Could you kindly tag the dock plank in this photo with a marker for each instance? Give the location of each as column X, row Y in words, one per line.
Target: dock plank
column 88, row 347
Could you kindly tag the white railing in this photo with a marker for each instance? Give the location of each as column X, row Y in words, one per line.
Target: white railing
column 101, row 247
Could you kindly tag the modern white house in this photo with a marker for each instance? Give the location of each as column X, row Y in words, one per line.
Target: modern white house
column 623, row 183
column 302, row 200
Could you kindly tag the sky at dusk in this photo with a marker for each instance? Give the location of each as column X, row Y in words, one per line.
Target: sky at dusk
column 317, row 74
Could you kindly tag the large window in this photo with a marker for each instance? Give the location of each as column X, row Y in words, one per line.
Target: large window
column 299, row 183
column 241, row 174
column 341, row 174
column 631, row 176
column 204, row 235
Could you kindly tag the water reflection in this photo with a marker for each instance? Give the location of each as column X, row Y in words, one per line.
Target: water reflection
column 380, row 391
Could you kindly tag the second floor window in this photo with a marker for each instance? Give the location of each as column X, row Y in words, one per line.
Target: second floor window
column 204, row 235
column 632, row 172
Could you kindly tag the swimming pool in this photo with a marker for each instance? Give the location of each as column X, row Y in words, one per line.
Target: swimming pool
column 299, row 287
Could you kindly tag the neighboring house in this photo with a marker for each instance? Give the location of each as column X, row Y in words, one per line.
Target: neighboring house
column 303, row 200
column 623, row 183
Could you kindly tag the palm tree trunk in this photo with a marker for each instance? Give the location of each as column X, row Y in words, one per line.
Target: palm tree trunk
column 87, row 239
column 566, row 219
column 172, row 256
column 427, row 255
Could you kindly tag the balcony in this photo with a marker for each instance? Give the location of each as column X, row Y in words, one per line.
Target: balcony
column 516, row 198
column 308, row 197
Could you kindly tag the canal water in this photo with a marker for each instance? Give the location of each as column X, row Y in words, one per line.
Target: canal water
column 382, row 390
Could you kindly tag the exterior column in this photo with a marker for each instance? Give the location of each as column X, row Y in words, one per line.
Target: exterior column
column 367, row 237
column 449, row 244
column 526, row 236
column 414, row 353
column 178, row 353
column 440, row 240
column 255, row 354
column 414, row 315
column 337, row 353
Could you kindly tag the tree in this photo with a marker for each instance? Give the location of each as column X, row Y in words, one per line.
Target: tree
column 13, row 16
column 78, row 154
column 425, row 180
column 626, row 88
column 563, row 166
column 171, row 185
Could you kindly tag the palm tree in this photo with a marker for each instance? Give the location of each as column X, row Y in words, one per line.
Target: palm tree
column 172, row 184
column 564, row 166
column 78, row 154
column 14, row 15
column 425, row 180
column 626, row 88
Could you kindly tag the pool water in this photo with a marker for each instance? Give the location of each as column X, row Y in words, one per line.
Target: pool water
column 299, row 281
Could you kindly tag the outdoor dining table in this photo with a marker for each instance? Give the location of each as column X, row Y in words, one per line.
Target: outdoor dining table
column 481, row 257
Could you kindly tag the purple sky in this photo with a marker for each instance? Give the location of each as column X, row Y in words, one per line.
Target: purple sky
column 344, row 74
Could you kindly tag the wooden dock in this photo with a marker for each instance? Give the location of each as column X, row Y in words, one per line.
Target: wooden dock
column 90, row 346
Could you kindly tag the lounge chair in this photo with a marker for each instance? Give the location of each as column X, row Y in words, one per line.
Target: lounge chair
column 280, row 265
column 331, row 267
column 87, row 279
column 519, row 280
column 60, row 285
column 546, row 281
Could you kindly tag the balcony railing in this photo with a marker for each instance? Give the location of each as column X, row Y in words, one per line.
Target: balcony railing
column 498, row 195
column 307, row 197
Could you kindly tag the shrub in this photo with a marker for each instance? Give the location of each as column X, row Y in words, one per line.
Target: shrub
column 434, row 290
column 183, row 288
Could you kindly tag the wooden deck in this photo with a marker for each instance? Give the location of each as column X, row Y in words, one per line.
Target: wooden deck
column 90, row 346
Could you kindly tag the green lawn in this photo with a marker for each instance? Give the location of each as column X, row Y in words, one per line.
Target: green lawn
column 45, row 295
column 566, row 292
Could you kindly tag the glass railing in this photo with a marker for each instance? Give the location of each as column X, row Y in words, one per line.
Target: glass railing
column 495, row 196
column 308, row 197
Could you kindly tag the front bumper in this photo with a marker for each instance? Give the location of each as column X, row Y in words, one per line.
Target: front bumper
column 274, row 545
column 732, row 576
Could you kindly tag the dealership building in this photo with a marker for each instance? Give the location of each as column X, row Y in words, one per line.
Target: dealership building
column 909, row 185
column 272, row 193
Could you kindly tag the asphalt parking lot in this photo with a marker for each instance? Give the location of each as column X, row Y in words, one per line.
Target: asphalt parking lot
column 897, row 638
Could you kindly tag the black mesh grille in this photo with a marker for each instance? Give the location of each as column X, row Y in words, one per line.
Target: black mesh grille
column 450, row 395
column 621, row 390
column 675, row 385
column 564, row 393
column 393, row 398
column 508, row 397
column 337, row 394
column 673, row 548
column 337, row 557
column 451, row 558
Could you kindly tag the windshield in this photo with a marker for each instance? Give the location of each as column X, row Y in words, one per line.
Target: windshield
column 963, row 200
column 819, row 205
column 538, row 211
==========
# Short problem:
Each line from the one containing "Could you kindly tag the shrub" through the end of the entries, both included, is to be returned exactly, with no other lines.

# Answer:
Could you kindly tag the shrub in this photo with a marker for each instance? Give the location of each as column X, row Y in words, one per line.
Target: shrub
column 434, row 290
column 183, row 288
Could you kindly tag the wooden deck in this photo with a marker for each instance? Give the location of each as column X, row Y in words, one per line.
Target: wooden deck
column 90, row 346
Could you kindly tag the green lawn in this photo with a marker for each instance? Give the location of each as column X, row Y in words, one per line.
Target: green lawn
column 45, row 295
column 566, row 292
Could you kindly tag the glass railing in this photo with a marker for each instance? Give the location of each as column X, row Y in words, one per line.
Target: glass railing
column 495, row 196
column 308, row 197
Could you kindly tag the front bumper in this photo with a marker for each instance? Give the location of each as column X, row Y in words, one per line.
Target: front bumper
column 274, row 545
column 732, row 576
Could you kindly tag the dealership building in this photo with a marker for each instance? Give the location of each as column X, row Y in words, one per line.
Target: dealership building
column 909, row 185
column 272, row 193
Could you kindly tag the asphalt parking lot in this photo with a marker for each instance? Give the location of each as column X, row Y in words, one per line.
Target: asphalt parking lot
column 897, row 638
Could you kindly tag the black mesh grille in this photo with a marker for each instance? Give the location of each as column X, row Y in words, one per line.
Target: black mesh grille
column 450, row 395
column 621, row 390
column 675, row 385
column 564, row 393
column 393, row 398
column 508, row 397
column 337, row 394
column 673, row 548
column 337, row 557
column 451, row 558
Could you kindly tag the windshield in this photo with a marker for each instance? Give the location of each as column X, row Y in words, one per line.
Target: windshield
column 963, row 200
column 819, row 205
column 538, row 211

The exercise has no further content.